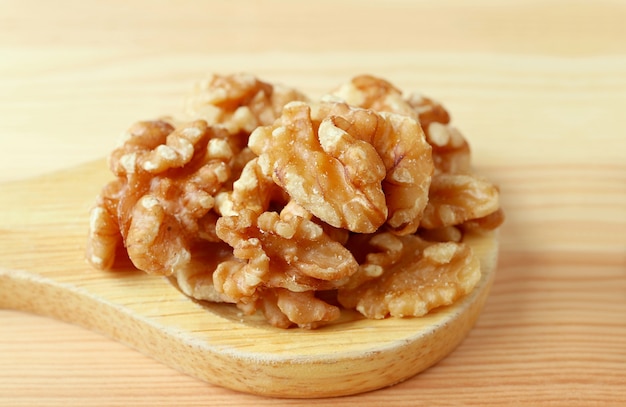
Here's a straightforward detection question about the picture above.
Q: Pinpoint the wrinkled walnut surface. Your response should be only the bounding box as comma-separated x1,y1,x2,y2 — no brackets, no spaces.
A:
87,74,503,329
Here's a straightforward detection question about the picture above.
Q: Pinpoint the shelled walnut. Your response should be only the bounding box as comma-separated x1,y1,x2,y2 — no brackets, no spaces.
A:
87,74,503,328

----

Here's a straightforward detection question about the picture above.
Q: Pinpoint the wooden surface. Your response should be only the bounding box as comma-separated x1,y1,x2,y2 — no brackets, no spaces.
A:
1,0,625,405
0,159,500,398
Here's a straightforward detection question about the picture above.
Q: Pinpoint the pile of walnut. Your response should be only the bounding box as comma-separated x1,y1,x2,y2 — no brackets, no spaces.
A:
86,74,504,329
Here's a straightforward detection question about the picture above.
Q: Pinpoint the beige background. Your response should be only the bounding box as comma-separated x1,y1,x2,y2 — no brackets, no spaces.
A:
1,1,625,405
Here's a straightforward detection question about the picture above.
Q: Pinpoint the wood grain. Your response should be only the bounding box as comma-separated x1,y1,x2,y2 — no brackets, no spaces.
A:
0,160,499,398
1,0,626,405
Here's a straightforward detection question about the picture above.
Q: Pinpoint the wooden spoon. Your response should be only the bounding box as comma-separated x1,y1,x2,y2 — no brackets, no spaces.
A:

----

= Task prompt =
Which lines in the records above contain the string "walnut"? Copy each one.

= Response area =
Q: Pinpoint the wrinkled walnut surface. Your response should be only the bounding box as comma-separated x1,y1,x2,y2 — no brackets, no spaces.
Q: Pinpoint the shelled walnut. Your response should be only the bounding box as comma-separated x1,y1,x2,y2 — no brackets, no spaces.
Q: Pinpoint the pile of walnut. Your response should be only the bounding box as comma-separated x1,y1,x2,y2 — no brackets, no spaces.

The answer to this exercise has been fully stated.